Мы пробеседовали несколько времени в их юрте, и не скучно. Заметив, что Ренольген, старший брат Хатыргина, все молчит с каким-то юродивым видом, спросили мы о причине этого. «Он почти совсем не говорит, – отвечал Хатыргин, – но зато мастер бить в бубны». Мы догадались, что он шаман, и просили его показать нам свое искусство и пошаманить, благополучно ли кончим мы наш путь. Подарки, сопроводившие нашу просьбу, его склонили. Он ушел за свой полог, откуда скоро послышался на вой похожий голос, то возвышавшийся, то понижавшийся и сопровождаемый легкими ударами в бубен тонким китовым усом. Полог поднялся, и мы увидели нашего кудесника, качавшегося из стороны в сторону, усиливая постепенно голос свой и удары в бубен, который он держал под самым ухом. Цель этой музыки, кажется, в том, чтобы оглушить и одурить шамана. Якутские шаманы достигают того же, кружась на месте. За этим началось настоящее колдовство. Сбросив с себя кухлянку, обнажился он до пояса, взял гладкий камень, пошептал над ним, дал его мне в руку подержать, потом, взяв его между двух ладоней, повел одной вверх другой руки, и камень исчез. Он показывал желвак над локтем, где будто бы камень остановился. Желвак этот перевел он в бок и, вырезав оттуда камень, объявил, что все будет благополучно. Чистота его фокуса не сделала бы бесчестия самому Боске или Пинетти. Похвалив его искусство, подарили мы ему ножик; приняв его, сказал он с важностью, что хочет испытать его остроту; вытянул свой язык и стал его резать… Мы видели, как рот его наполнялся кровью… наконец, отрезав язык, показал нам его в руке, но тут занавес опустился, потому что кусок мяса не так легко было спрятать, как камень.

Приятелю нашему Хатыргину предлагали мы сопутствовать экспедиции нашей в Анадырь, он колебался, обещанные подарки соблазняли его, но, наконец, отказался, кажется, по совету своего брата шамана.

Ночью поднялся ветер от NO, усилившийся к утру (18 августа) до такой степени, что мы, не помышляя уже об отправлении баркаса, должны были приготовить стеньги и реи к спуску и третий якорь. Буря эта с одинаковой силой свирепствовала два дня, сопровождаемая снежной вьюгой, дождем и морозом. Защищенные берегом, стояли мы спокойно, но в бездействии, тем более скучном, что окружены были самой унылой картиной в свете: перед нами изредка означались голые, снегом покрытые утесы; за кормой – кошка, также под снегом, омываемая огромными бурунами. Однако в море надоели бы эти дни еще больше. Время это доказало нам, что осень здесь гораздо ближе, чем мы предполагали, и что баркас нельзя уже без явной опасности отправить в море за 40 и более миль; и я оказался вынужденным переменить свой план и поспешить теперь с описью залива, чтобы после того следовать к Анадырю уже со шлюпом. Вследствие этого, как только ветер утих (20 августа), мичман Ратманов отправился с баркасом и байдаркой по западному берегу залива, снабженный на 5 дней. Я полагал, что за это время успеет он встретиться с поручиком Семеновым, которому назначено было ехать на следующее утро вдоль восточного берега.

++++++++++

### Задания
a) Ответьте на вопросы по тексту:
(i) Чем шаман ударял в бубен?
(ii) Что подарили шаману, похвалив его искусство?
(iii) Сколько дней бушевала буря?
b) Перепишите из текста без изменений фрагмент, который начинается со слов «Приятелю нашему Хатыргину» и заканчивается словами «своего брата шамана.».

### Фрагменты данных

++++++++++

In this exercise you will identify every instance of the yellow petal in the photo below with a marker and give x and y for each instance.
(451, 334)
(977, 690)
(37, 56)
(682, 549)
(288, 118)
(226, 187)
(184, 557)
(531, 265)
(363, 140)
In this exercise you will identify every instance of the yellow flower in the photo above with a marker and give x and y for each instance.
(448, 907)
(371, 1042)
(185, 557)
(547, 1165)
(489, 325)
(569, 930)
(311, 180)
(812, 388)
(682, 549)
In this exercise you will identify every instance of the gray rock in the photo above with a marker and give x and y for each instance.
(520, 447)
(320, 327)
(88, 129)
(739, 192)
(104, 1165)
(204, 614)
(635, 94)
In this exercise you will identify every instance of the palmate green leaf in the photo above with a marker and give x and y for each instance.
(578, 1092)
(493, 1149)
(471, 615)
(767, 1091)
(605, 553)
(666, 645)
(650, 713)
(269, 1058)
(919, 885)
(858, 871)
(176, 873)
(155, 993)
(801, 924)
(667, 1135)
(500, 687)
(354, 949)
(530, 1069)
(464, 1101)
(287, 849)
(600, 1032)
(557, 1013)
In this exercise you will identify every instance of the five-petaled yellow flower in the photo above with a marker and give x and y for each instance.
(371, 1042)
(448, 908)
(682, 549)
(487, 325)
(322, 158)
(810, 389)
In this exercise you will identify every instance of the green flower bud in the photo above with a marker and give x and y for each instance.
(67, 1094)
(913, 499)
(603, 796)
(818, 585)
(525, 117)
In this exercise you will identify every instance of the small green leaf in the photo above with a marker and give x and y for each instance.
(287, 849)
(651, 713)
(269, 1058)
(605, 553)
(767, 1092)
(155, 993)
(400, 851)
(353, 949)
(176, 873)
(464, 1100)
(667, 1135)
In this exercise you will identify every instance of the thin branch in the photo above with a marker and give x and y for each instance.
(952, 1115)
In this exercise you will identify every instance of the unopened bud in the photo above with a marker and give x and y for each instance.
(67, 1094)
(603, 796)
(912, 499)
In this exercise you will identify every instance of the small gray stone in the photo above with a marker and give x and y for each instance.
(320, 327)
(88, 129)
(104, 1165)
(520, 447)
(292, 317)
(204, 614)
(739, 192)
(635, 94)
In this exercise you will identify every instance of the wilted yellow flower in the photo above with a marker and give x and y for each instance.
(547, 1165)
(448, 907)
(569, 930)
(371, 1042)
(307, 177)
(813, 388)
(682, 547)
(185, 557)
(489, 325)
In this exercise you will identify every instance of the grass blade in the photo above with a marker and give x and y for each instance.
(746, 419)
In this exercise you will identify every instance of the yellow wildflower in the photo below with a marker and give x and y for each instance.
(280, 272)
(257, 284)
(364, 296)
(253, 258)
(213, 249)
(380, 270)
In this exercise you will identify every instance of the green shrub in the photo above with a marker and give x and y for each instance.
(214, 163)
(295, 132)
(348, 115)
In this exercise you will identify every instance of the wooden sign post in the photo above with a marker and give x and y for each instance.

++++++++++

### Ответы
a)
(i) Тонким китовым усом.
(ii) Ножик.
(iii) Два дня.

b)
Приятелю нашему Хатыргину предлагали мы сопутствовать экспедиции нашей в Анадырь, он колебался, обещанные подарки соблазняли его, но, наконец, отказался, кажется, по совету своего брата шамана.